What is being asked =
Reproduce the passage about French chocolate makers word for word, starting at "Today, some hi-grade" and ending at "and much more.".

Text section =
BEGIN

Today, some hi-grade chocolate products which are sold around the world are produced by French chocolate manufacturers such as Valrhona, Chocolat Bonnat, Jean-Paul Hevin, La Maison du Chocolat, Michel Cluizel, Chocolat Poulain and much more.

And this cake is inspired by a great chocolate maker.

Bernachon is a world-famous Chocolate boutique in the city of Lyon, France.  They make not only great chocolates, but they actually make the chocolate itself as well - they don't just buy chocolate and melt it down, but they roast and grind the beans and make the bars themselves. And that is how you know the differences between a chocolatier (who buys the chocolate already made) and a chocolate-maker. This small shop produces one of the best chocolate in the world and as Rose mentions on her introduction to this recipe, their most famous bonbons are the seriously-rich, ganache-filled Palets d’Or, flecked with bits of real gold.

And this cake was born out of those bonbons.

END

Data excerpts =
BEGIN

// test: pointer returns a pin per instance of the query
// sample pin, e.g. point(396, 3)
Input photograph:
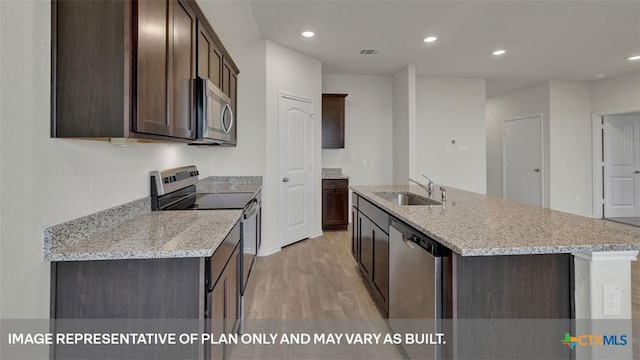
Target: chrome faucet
point(428, 187)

END

Response =
Today, some hi-grade chocolate products which are sold around the world are produced by French chocolate manufacturers such as Valrhona, Chocolat Bonnat, Jean-Paul Hevin, La Maison du Chocolat, Michel Cluizel, Chocolat Poulain and much more.